§ **Exercise 1**
Summarize the account of Beth's editing presentation in two sentences.
§ **Exercise 2**
In the account of Beth's editing presentation, which book is given as an example of establishing the issue within the first few pages?

Beth went through, page by page, and wrote her comments and thoughts. During the presentation she went through all the editorial steps and communications with the author to get the piece to the final draft – from little things such as pointing out that the giraffe was tall, to establishing the character’s characteristics within the first page – opposed to just stating what the character looked like.
At the end, she allowed for question and answers.
While I’m not to a point of publication – and the piece I had originally thought to be ready for publication I have already decided to re-write, chapter for chapter – Beth gave me a few things to consider with my writing.
- Within the first few pages, the character’s characteristics should be established (as mentioned).
- Within the first few pages, the issue should be established.
For example, in the book I was reading, The Memory-Keeper’s Daughter, within the first few pages you know a woman is going into labor, and twins are born. Within the first chapter is known that a child with Downs Syndrome is born, and the father sends her to be put in an institution. Within the first few pages, the issue is known.
- Really reiterating to be sure that the reader discovers for themselves via the character that which needs to be discovered, rather than being told by the narrator.
This is something that I have heard over and over again. The example used was the narrator was saying that the little zebra shouldn’t have wandered so far from home.
The argument I have with this, especially as I do it a lot – is the narrator not being the all-knowing third person, but just the second person. The person that only knows what the character knows. I might say something like “He shouldn’t be here, he should be at home, snug in bed,” meaning that this is what the character is thinking. it’s the narrator telling the reader what the character is thinking, rather than putting the text in italics/quotations and ending with “he thought”. Is there a difference at this point? Is it semantics?
The point being to let the reader make the connection that the character should or shouldn’t be doing something, trust that the reader is going to come to the conclusion of what should or shouldn’t be done, regardless of what the character chooses to do.
Unfortunately I forgot to bring that point up. Oops.
- Being sure that the narration doesn’t take away from the story.
Once again, it was a similar example used as above, where the narrator in the first draft was saying that the little zebra shouldn’t be there, though taking it a step further. In the first draft, the narrator said that the little zebra’s mother was worried. By doing this, the reader was taken away from the focus of the little zebra, back to the unknown whereabouts of his herd, to his mother, who was worried.
The all-knowing third person, but only for a moment.
- Being careful not to repeat a point.
I know that in my completed novel, I certainly repeat certain points to really drive home the feeling that my character is feeling, however, is it necessary?
This is one of those things that I think might be different between a kids book and a full on novel. After all, a children’s book is generally only a few pages, verses a novel which is generally a couple hundred. There is a lot of information to get lost.
Opinions from any one on this point?
- Slow down and take your time.

[A block of data]
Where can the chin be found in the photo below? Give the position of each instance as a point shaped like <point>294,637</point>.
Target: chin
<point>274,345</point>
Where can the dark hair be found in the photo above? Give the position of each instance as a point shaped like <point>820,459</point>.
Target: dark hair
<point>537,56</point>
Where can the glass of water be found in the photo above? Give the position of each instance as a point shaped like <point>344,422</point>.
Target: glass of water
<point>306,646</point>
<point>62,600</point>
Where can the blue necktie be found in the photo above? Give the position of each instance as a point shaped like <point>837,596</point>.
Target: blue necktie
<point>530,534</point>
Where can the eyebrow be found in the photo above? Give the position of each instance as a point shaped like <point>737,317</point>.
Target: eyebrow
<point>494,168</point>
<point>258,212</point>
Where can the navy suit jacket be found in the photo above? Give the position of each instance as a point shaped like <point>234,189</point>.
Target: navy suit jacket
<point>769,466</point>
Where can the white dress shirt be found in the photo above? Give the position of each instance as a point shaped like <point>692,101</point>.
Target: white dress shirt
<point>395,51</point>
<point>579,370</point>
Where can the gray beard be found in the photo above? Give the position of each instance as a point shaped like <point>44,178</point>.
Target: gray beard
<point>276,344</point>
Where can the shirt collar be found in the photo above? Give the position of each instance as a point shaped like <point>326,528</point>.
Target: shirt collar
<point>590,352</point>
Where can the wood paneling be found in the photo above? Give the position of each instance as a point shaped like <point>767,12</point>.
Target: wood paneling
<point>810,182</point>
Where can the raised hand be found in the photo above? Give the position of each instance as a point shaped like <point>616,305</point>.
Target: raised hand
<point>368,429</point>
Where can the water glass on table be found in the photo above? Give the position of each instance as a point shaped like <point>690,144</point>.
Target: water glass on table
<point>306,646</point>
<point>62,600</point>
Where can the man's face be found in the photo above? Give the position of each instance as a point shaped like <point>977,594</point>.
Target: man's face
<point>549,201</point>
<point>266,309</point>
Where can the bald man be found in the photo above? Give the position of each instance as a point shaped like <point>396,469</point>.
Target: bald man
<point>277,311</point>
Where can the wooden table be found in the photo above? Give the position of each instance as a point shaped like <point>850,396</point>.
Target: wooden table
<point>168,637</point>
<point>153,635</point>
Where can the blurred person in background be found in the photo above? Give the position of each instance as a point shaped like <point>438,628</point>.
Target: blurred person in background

§ **Expected answer 1**
During the presentation, Beth went through a piece page by page, walking through the editorial steps and communications with the author that brought it to a final draft, and she ended with questions and answers. She gave the writer several things to consider: establish the character's characteristics and the issue within the first few pages, let the reader discover things through the character rather than being told by the narrator, keep the narration from taking away from the story, avoid repeating a point, and slow down and take time.

§ **Expected answer 2**
The Memory-Keeper's Daughter